→ **TEXT PROVIDED**
Building an AI Photo Editor

Introduction

Every few years, a new wave resets the clock. 2026 feels like one of those moments. New cycle, new opportunities, new challenges — and it’s time to get the ball rolling. Computer vision sits at the heart of some of the most exciting technological shifts of our era, from real-time scene understanding and autonomous systems to generative AI. This blog is my way of staying curious, building things, and sharing what I learn along the way.

AI Photo Editor is an iOS app that lets you apply filters, auto-enhance photos, detect faces, and remove or replace backgrounds — all on-device. The AI runs entirely on the device — Apple’s Vision framework executes pre-trained neural networks on the Neural Engine to detect faces and segment people in real time. This is applied AI: using existing models to build intelligent applications, which is how most real-world AI products work. No network calls, no third-party APIs.

The app has five core features:

Photo Filters — 8 presets (Original, Vivid, Mono, Fade, Chrome, Noir, Warm, Cool) applied with Core Image
Auto Enhance — automatically adjusts exposure, contrast, saturation, and white balance
Face Detection — detects and highlights faces with bounding boxes using CIDetector
Background Removal & Replacement — removes the background from photos containing a person using Vision’s segmentation model, then lets you replace it with a color or a photo from your library
Export & Share — save or share edited photos via the native share sheet

Motivation

Photo editing is a concrete, visual domain — you apply a filter, detect a face, remove a background, and see the result immediately on your phone. That directness made it a natural starting point for exploring computer vision on iOS. The background replacement feature in particular pushed me to understand how segmentation masks work, how Core Image compositing works, and how the two connect — which turned out to be the most valuable part of building this.

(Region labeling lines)

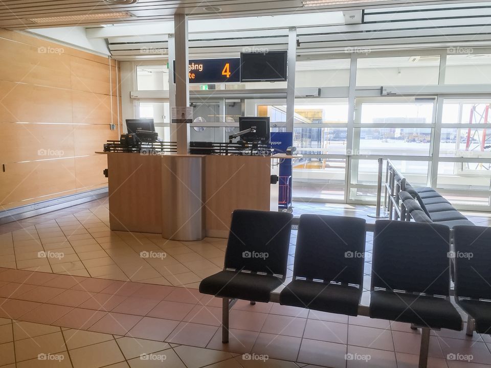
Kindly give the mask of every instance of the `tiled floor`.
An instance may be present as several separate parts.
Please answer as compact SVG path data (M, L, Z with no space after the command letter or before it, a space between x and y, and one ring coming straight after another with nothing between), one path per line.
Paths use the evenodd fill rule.
M2 368L417 366L419 333L407 324L275 303L238 301L230 315L230 342L222 344L221 301L196 288L220 269L226 241L174 242L110 232L106 206L100 200L0 226ZM297 215L373 221L366 217L373 208L295 206ZM491 224L486 214L465 214L477 224ZM288 275L296 237L293 231ZM429 366L491 368L489 335L433 335ZM460 360L445 359L453 356Z

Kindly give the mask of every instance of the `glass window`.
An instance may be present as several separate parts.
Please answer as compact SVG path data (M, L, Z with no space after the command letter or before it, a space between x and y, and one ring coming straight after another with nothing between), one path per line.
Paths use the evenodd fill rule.
M349 85L349 59L298 60L295 87L347 87Z
M438 84L439 73L439 55L362 58L356 64L356 85Z
M137 66L138 90L169 89L169 70L165 65L139 65Z
M491 84L491 54L470 54L472 49L450 48L445 71L447 84Z

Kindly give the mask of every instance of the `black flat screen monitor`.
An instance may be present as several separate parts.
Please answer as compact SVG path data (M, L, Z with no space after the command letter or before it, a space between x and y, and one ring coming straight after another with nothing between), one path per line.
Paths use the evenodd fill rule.
M256 132L246 133L240 139L246 142L257 142L260 141L264 144L270 143L270 118L269 117L248 117L239 118L239 129L240 131L245 130L255 127Z
M241 82L286 80L286 52L240 54Z
M136 133L137 130L155 131L153 119L126 119L128 133Z

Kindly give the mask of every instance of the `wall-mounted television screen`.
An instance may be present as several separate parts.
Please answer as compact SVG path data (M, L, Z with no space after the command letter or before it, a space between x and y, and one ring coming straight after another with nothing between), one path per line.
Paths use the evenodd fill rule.
M286 80L286 52L240 54L241 82Z

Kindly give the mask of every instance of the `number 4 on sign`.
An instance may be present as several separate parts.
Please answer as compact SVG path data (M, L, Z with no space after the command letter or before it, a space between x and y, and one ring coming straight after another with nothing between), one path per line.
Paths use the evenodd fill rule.
M224 70L221 71L221 75L224 75L227 78L230 78L230 64L227 63L225 64L225 67L224 68Z

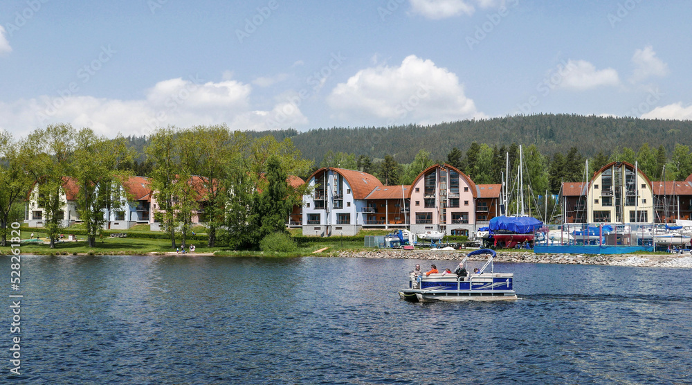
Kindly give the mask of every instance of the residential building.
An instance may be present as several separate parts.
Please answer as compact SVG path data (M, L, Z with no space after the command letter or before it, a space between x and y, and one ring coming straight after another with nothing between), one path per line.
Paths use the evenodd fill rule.
M414 179L408 194L411 231L469 235L475 229L477 194L473 181L458 169L447 164L428 167Z

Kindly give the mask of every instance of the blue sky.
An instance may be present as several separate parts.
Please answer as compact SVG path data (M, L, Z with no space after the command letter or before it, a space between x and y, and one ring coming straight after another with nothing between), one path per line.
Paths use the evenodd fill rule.
M692 118L683 1L0 3L0 128Z

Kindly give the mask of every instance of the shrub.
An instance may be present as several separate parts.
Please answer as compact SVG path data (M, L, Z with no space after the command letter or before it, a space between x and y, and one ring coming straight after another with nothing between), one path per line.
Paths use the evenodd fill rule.
M295 241L286 233L273 233L260 241L260 249L265 253L287 253L298 249Z

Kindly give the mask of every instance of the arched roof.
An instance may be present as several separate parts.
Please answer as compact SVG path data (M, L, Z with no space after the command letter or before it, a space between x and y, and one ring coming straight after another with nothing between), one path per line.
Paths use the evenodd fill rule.
M632 163L627 163L627 162L610 162L610 163L608 163L607 165L601 167L601 170L599 170L596 172L594 172L594 176L592 177L591 177L591 180L589 181L589 186L590 186L591 184L593 183L593 182L596 179L596 178L598 177L599 175L600 175L601 174L602 174L603 172L605 171L606 168L610 168L612 167L613 165L621 165L621 164L623 165L627 168L629 168L629 169L632 170L632 171L635 170L635 165L633 165ZM653 188L653 186L651 185L651 181L649 180L648 177L646 176L646 174L644 174L643 171L641 171L641 168L638 168L637 170L637 173L641 174L641 176L644 177L644 180L646 180L646 183L648 183L649 187Z
M458 172L459 174L464 179L464 180L466 181L466 183L468 184L468 189L471 190L471 194L473 195L473 197L475 198L477 196L478 192L476 190L477 189L475 183L474 183L473 181L468 177L468 175L466 175L464 172L462 172L458 168L453 165L450 165L447 163L442 163L442 164L436 163L424 170L423 171L421 172L420 174L418 174L417 177L415 177L415 179L413 179L413 181L411 182L411 186L412 186L415 185L417 183L418 183L418 181L421 178L422 178L428 171L438 167L440 168L448 168L450 170L453 170L454 171ZM406 196L407 198L411 197L412 190L412 189L408 191L408 195Z
M379 179L367 172L334 167L323 167L313 172L308 177L307 180L309 181L318 174L329 170L340 174L346 179L349 186L351 186L353 197L356 199L365 199L376 187L382 187L383 186Z

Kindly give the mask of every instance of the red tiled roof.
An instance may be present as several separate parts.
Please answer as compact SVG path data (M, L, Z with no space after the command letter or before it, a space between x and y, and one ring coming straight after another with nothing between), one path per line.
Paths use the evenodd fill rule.
M151 181L145 177L130 177L122 182L122 187L132 195L133 200L151 202Z
M586 195L585 182L563 182L563 197L581 197Z
M302 186L305 181L295 175L289 175L289 177L286 179L286 182L293 188L297 188Z
M654 181L651 185L654 195L692 195L692 182Z
M501 184L477 184L478 198L499 198L502 192Z
M428 171L430 171L430 170L432 170L433 168L435 168L436 167L444 167L445 168L449 168L449 169L453 170L456 171L457 172L458 172L459 175L462 178L463 178L464 180L466 180L466 183L468 184L468 188L470 188L471 190L471 195L473 196L474 198L477 197L477 196L478 195L478 192L477 192L477 191L476 191L476 185L475 185L475 183L470 177L468 177L468 175L466 175L464 172L462 172L458 168L455 168L454 166L450 165L448 164L446 164L446 163L442 163L442 164L437 163L437 164L434 164L434 165L428 167L428 168L424 170L423 171L421 172L420 174L418 174L417 177L416 177L413 179L413 183L411 183L411 186L413 186L413 185L416 184L416 182L418 181L418 179L422 178L426 174L426 172L428 172ZM411 197L411 192L410 191L408 192L408 196L407 197L408 197L408 198Z
M335 168L323 167L312 173L308 177L307 180L311 179L318 174L320 174L327 170L333 170L340 174L351 186L351 192L353 197L356 199L363 199L367 196L376 187L381 187L382 182L374 176L367 172L362 172L354 170L346 170L345 168Z
M410 186L383 186L376 187L365 197L366 199L403 199L408 195Z

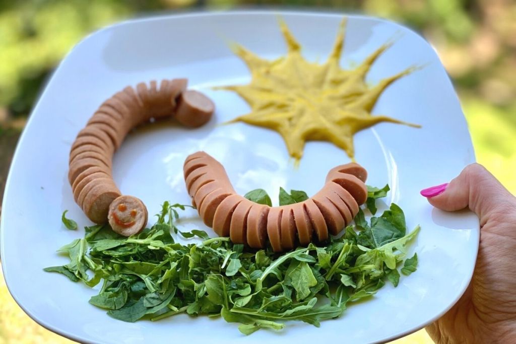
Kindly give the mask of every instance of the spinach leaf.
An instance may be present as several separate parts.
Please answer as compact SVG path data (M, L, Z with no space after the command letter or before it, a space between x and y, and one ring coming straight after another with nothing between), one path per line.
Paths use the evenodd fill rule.
M374 190L372 196L386 190ZM282 204L306 198L302 191L280 189ZM115 319L220 315L249 335L281 330L287 321L319 326L341 316L350 303L370 298L385 280L397 286L397 267L420 231L417 226L406 234L405 215L393 204L368 221L361 209L354 225L325 247L254 252L228 238L209 238L201 230L180 231L176 221L187 206L164 202L156 223L128 238L108 225L86 227L84 238L59 250L69 262L44 270L90 287L103 281L89 302ZM192 240L182 244L178 236ZM413 272L417 264L415 254L405 260L402 274Z
M387 195L387 192L391 190L389 184L386 184L381 189L375 187L374 186L367 186L367 199L365 202L366 206L371 214L374 215L376 214L376 200L379 198L385 197Z
M414 253L412 258L405 260L405 263L401 268L401 273L408 276L411 273L417 269L417 254Z
M272 206L272 202L270 200L270 198L267 194L267 191L263 189L253 190L244 195L244 196L249 201L256 203L265 204L269 207Z
M71 219L66 218L66 213L68 210L63 211L63 215L61 216L61 221L62 221L64 226L71 231L75 231L77 229L77 222Z
M289 194L285 189L280 187L280 205L287 205L303 202L308 199L308 195L304 191L291 190Z

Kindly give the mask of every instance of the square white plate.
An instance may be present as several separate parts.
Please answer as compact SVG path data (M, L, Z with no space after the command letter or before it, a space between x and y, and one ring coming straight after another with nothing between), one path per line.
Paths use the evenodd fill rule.
M16 301L43 326L71 338L106 343L346 342L386 340L436 319L462 294L475 265L478 219L469 212L446 214L420 195L422 188L448 181L475 160L465 121L452 84L432 47L396 24L350 16L342 64L356 65L393 37L394 45L367 75L375 84L414 64L422 70L390 86L373 111L419 123L421 129L382 123L355 137L357 161L369 171L367 184L392 189L385 202L399 204L410 228L422 227L413 251L417 272L388 285L367 302L350 306L320 328L288 323L285 331L246 337L237 325L207 317L177 316L127 323L88 303L97 290L44 272L66 261L55 250L84 235L60 222L64 209L81 227L90 223L73 201L67 179L68 154L77 132L106 99L141 81L186 77L215 102L215 118L196 130L172 124L132 134L116 154L114 177L122 192L141 198L151 214L164 200L188 202L182 177L185 157L203 150L226 167L236 190L280 186L313 194L332 167L349 160L331 144L310 142L298 169L275 132L242 123L217 124L248 110L235 94L211 87L246 83L250 75L228 47L243 44L267 58L285 53L277 12L198 13L139 20L101 30L63 60L35 107L17 149L4 199L2 258ZM284 12L281 16L310 60L329 54L342 15ZM191 213L195 215L195 212ZM152 220L151 220L152 221ZM201 226L200 223L198 222ZM192 226L196 225L190 225ZM203 229L204 229L203 228ZM208 233L213 235L209 230Z

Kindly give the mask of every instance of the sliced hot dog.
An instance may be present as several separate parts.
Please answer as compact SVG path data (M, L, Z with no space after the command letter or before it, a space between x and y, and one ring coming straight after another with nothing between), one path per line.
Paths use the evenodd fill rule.
M343 189L338 184L336 184L333 182L330 182L327 184L326 186L328 188L328 192L326 194L326 198L330 200L330 202L333 204L335 207L341 213L341 216L344 220L344 224L343 226L343 228L344 228L351 223L351 220L353 220L353 217L351 216L351 214L349 211L349 208L348 207L347 204L342 200L342 199L338 196L337 193L338 192L340 192L341 190L343 190Z
M269 242L275 252L281 252L281 216L283 209L279 207L273 207L269 210L267 217L267 235Z
M327 183L331 180L331 176L334 172L352 174L364 183L365 183L366 179L367 179L367 171L356 162L350 162L344 165L339 165L330 170L328 173L328 176L326 177Z
M147 224L147 208L133 196L120 196L109 205L108 220L116 233L128 237L137 234Z
M281 216L281 247L284 250L292 250L296 244L296 222L293 205L283 206Z
M198 208L204 224L208 227L213 225L213 217L217 207L225 198L233 193L234 192L232 190L219 189L204 198L202 204Z
M86 177L83 178L79 183L77 183L76 187L73 189L73 199L75 201L75 202L78 202L79 195L80 194L80 192L83 191L83 189L84 188L84 187L89 184L91 182L96 180L97 179L106 179L109 178L109 177L110 176L108 174L107 174L106 172L101 171L89 174Z
M330 183L334 182L331 182ZM337 184L337 185L338 185ZM336 193L346 203L346 204L348 206L348 208L349 209L350 212L351 212L352 217L354 218L357 214L358 214L358 204L348 190L340 185L338 185L338 187L340 188L338 189L338 191Z
M308 199L303 203L305 210L312 222L312 226L317 234L317 239L319 242L326 241L329 237L328 227L320 209L311 198Z
M194 200L195 201L196 207L200 209L202 208L202 202L204 200L204 199L213 191L220 189L221 188L219 183L216 182L206 183L201 186L195 192L195 194L192 195ZM192 193L193 194L194 191L195 191L193 188L192 189Z
M331 181L334 182L351 194L359 205L363 204L367 199L367 188L365 184L357 177L352 174L341 172L333 174Z
M95 223L107 222L109 205L120 196L120 190L112 182L98 183L84 198L84 214Z
M89 167L95 166L102 167L103 165L99 160L92 158L86 158L74 161L70 166L70 170L68 171L68 181L73 185L75 178L81 172ZM107 167L105 168L106 173L110 175L111 170Z
M230 195L220 202L213 216L213 230L217 235L229 237L233 213L244 198L236 194Z
M297 235L301 245L308 245L312 242L312 233L313 228L312 222L304 210L304 202L292 205L294 218L297 228Z
M267 218L270 207L254 203L247 215L247 243L254 249L263 249L267 242Z
M175 118L185 126L196 128L209 120L215 109L209 98L200 92L189 90L179 97Z
M243 199L233 212L230 225L230 238L235 243L247 243L247 216L253 202Z
M312 199L322 214L328 232L332 235L336 235L344 227L345 221L338 209L327 198L328 193L331 191L328 190L326 185Z

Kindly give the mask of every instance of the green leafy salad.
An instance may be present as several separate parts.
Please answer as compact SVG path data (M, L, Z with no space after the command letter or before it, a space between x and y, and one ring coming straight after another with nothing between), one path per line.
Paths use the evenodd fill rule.
M389 187L368 191L365 207L374 215L375 200L385 196ZM261 189L246 196L270 203ZM280 205L306 197L281 189ZM420 227L407 233L403 211L394 204L368 222L361 209L354 225L324 247L310 244L283 253L210 238L203 231L181 232L175 224L185 206L165 202L153 226L128 238L108 225L86 227L84 238L58 250L70 263L44 270L91 287L102 283L89 302L120 320L156 321L181 313L220 316L239 323L248 335L281 330L287 320L318 326L353 302L370 297L386 281L397 286L400 271L409 275L417 267L416 254L406 258ZM62 219L67 227L75 226L64 214ZM195 242L177 242L180 235Z

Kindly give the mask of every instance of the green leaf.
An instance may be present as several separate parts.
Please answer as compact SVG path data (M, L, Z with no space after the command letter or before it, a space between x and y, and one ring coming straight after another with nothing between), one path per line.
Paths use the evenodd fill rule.
M401 273L408 276L417 269L417 254L414 253L412 258L405 260L401 268Z
M226 268L226 276L234 276L241 266L240 259L238 258L232 258L229 260L229 264Z
M389 184L386 185L381 189L374 187L373 186L367 186L367 199L365 202L366 206L371 214L374 215L376 214L376 200L379 198L385 197L387 195L387 192L391 190L389 187Z
M294 204L308 199L308 195L304 191L291 190L290 194L285 189L280 187L280 205Z
M77 229L77 222L71 219L66 218L66 213L68 210L63 211L63 215L61 216L61 221L62 221L64 226L71 231L75 231Z
M89 303L107 309L118 309L122 308L127 299L127 289L125 284L110 291L104 291L91 297Z
M49 268L45 268L43 270L47 272L58 272L62 273L70 279L70 280L73 282L76 282L79 281L79 279L77 278L77 276L73 272L70 271L64 266L52 266Z
M287 270L285 283L296 290L298 301L306 299L310 294L310 287L317 285L317 280L306 261L293 261Z
M291 190L291 196L294 199L296 203L308 199L308 195L307 194L306 192L298 190Z
M351 286L353 288L357 287L357 286L353 282L353 278L349 275L346 275L343 273L341 274L341 282L346 287Z
M405 217L403 211L393 203L379 218L371 218L371 226L359 235L358 244L369 248L380 247L405 235Z
M270 200L270 198L267 194L267 191L263 189L253 190L244 195L244 196L254 203L265 204L269 207L272 206L272 202Z
M391 281L392 285L395 287L397 287L399 283L399 272L398 272L398 270L396 269L388 270L385 274L387 275L387 279Z

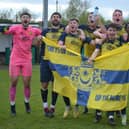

→ **DIRECTIVE 1**
Reproduce the photo editor text between "Introduction" and "along the way.", inclusive.
→ **DIRECTIVE 2**
For each statement, answer yes or no according to the photo editor text, and quote the words that decide it: (a) The app sends photos to third-party APIs for processing. (b) Face detection in the app uses CIDetector. (c) The app offers eight filter presets.

→ **EXPECTED ANSWER 1**
Introduction

Every few years, a new wave resets the clock. 2026 feels like one of those moments. New cycle, new opportunities, new challenges — and it’s time to get the ball rolling. Computer vision sits at the heart of some of the most exciting technological shifts of our era, from real-time scene understanding and autonomous systems to generative AI. This blog is my way of staying curious, building things, and sharing what I learn along the way.

→ **EXPECTED ANSWER 2**
(a) No: "No network calls, no third-party APIs."
(b) Yes: "detects and highlights faces with bounding boxes using CIDetector"
(c) Yes: "8 presets (Original, Vivid, Mono, Fade, Chrome, Noir, Warm, Cool)"